Scan the listing below and copy every line holding "marks".

#####

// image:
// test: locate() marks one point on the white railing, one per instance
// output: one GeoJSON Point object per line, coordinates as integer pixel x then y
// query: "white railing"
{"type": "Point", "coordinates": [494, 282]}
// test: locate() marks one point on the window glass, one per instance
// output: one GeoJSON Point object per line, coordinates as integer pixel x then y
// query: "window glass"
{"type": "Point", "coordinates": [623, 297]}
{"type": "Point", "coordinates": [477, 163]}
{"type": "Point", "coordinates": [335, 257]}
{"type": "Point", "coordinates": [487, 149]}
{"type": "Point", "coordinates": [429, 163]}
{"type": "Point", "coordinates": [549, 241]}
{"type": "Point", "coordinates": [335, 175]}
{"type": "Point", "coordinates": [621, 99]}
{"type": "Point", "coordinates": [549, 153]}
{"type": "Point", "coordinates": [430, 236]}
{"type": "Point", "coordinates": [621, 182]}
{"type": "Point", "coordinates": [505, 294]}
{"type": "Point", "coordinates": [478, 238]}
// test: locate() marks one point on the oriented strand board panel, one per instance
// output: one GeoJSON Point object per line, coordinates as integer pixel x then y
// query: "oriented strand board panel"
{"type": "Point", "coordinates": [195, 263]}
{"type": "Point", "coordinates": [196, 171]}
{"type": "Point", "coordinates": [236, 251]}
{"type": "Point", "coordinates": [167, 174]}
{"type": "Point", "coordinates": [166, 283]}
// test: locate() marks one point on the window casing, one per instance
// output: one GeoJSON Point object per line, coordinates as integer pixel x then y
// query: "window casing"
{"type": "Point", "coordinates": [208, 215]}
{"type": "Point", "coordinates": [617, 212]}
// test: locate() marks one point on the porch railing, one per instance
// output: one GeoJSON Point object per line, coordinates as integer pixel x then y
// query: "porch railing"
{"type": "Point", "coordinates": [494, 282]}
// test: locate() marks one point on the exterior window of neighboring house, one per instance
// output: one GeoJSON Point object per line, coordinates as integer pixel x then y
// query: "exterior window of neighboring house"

#####

● TASK RESULT:
// test: locate() marks one point on the white railing, one per instance
// test: locate() marks one point on the window glass, one per instance
// test: locate() marks one point on the oriented strand board panel, one per instance
// test: locate() marks one point on the window casing, one per instance
// test: locate() marks one point on the porch railing, one per instance
// test: locate() marks one point on the exterior window of neighboring house, one per instance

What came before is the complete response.